• SOURCE DOCUMENT:
+ + +
Seen from this perspective, the specificity of the Christian pastoral would appear to lie in the way it extended, multiplied and generalized this rationality of power — which, in Hebraism, only applied to the intercourse between the divinity and his subjects — to the totality of social relations (STP, 151–53, 164–65). Starting from the third century A.D., the pastoral theme progressively colonized the Church's institutional and theological setting: from the Trinitarian dogma down into the hierarchy of bishops, abbots and priests, the whole fabric of religious life came to be enveloped in a systematic, meticulous and all-pervasive grid of spiritual conduction, whose ideal end point was nothing less than the salvation of the whole (gr. kata-holou) of humanity.

Before then, the Western world had arguably never known anything like a form of pastoral politics or theology. Consider, for example, how, for the most part, Greek and Roman divinities remained 'olympically' indifferent to the government of men's daily existence, and how their manifestation, in fact, was usually accompanied by gestures — be they monumental, foundational, salvific or punitive — that stood out of the normal course of human affairs. The Greek gods could found the polis and give it a name; they could protect it in case of peril, or devastate in retaliation for man's hubris. In no case, however, would deities be directly concerned with conducting their people as a shepherd would his flock. If they could — and surely did — affect the life of the men living in the polis, they would hardly ever do so by constantly and zealously intervening into their daily existence (STP, 125).

In a similar fashion, the intercourse between kings and their subjects in pre-Christian antiquity had never been thought of as a pastoral relation. It is without doubt that, time and again, political theory had equated the responsibilities of the ruler to those of a helmsman or a pilot of a ship, with a vocabulary that closely resembled the one used by the Church fathers to define the priestly function. The Greek kubernetes was regularly portrayed as the guide and protector of his people. Yet, as Foucault noticed, the referent object of this type of government was not the citizens themselves but the 'ship' that carried them — that is to say, metaphorically, the city-state. Individuals could only be conducted insofar as 'they boarded the ship,' and exclusively to the extent to which governing the city also required directing men towards the common good (STP, 122–23).

Hence, if the pastoral theme was not altogether absent from the political vocabulary of the Greeks and the Romans, it arguably had very different connotations from the ones that Christianity attached to it. Plato, for example, explicitly rejected the idea that the king should keep watch over the daily affairs of the citizens: how, in fact, "could someone sit beside each individual at every moment of life, in order to prescribe exactly what is right for him?" (Plato 1995, 295a–b, quoted in STP, 158). If anything, the politician's responsibilities would be more like those of a weaver than a shepherd's: "we have completed a correctly woven fabric and political activity when it [the royal art] has fashioned the most magnificent and excellent fabric, with a view to common life, when all the population of the state, slaves and free men, are enveloped in its folds" (Plato 1995, 311c, quoted in STP, 158).
+ + +
(Stored dataset items)
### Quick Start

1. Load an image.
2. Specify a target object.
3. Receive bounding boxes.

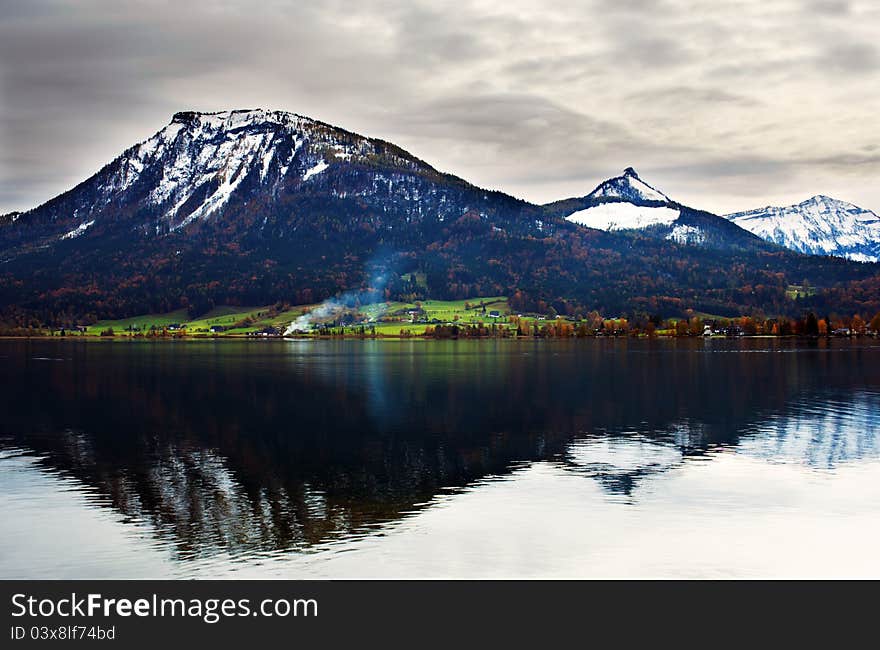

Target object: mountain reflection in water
[0,340,880,575]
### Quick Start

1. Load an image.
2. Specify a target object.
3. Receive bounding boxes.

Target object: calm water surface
[0,339,880,578]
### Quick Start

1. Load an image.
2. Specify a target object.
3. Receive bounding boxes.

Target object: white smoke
[284,256,388,336]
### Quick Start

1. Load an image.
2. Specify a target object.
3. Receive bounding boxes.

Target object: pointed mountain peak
[587,167,672,205]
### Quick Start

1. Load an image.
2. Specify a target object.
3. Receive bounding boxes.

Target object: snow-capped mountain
[587,167,672,205]
[727,194,880,262]
[546,167,759,248]
[12,109,482,243]
[0,110,876,322]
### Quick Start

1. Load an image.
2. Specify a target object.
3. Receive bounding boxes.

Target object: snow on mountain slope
[566,201,680,230]
[10,109,433,238]
[727,195,880,262]
[587,167,671,205]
+ + +
• PROBLEMS:
1. Reproduce word for word the part of the passage on pastoral power starting with "Seen from this" and going on through "kata-holou) of humanity.".
2. Transcribe the lines of the entries without any changes, starting with the first line of the entries and going on through the line with "[284,256,388,336]". Leave the pictures out of your answer.

• OUTPUTS IN ORDER:
1.
Seen from this perspective, the specificity of the Christian pastoral would appear to lie in the way it extended, multiplied and generalized this rationality of power — which, in Hebraism, only applied to the intercourse between the divinity and his subjects — to the totality of social relations (STP, 151–53, 164–65). Starting from the third century A.D., the pastoral theme progressively colonized the Church's institutional and theological setting: from the Trinitarian dogma down into the hierarchy of bishops, abbots and priests, the whole fabric of religious life came to be enveloped in a systematic, meticulous and all-pervasive grid of spiritual conduction, whose ideal end point was nothing less than the salvation of the whole (gr. kata-holou) of humanity.

2.
### Quick Start

1. Load an image.
2. Specify a target object.
3. Receive bounding boxes.


Target object: mountain reflection in water
[0,340,880,575]
### Quick Start

1. Load an image.
2. Specify a target object.
3. Receive bounding boxes.

Target object: calm water surface
[0,339,880,578]
### Quick Start

1. Load an image.
2. Specify a target object.
3. Receive bounding boxes.

Target object: white smoke
[284,256,388,336]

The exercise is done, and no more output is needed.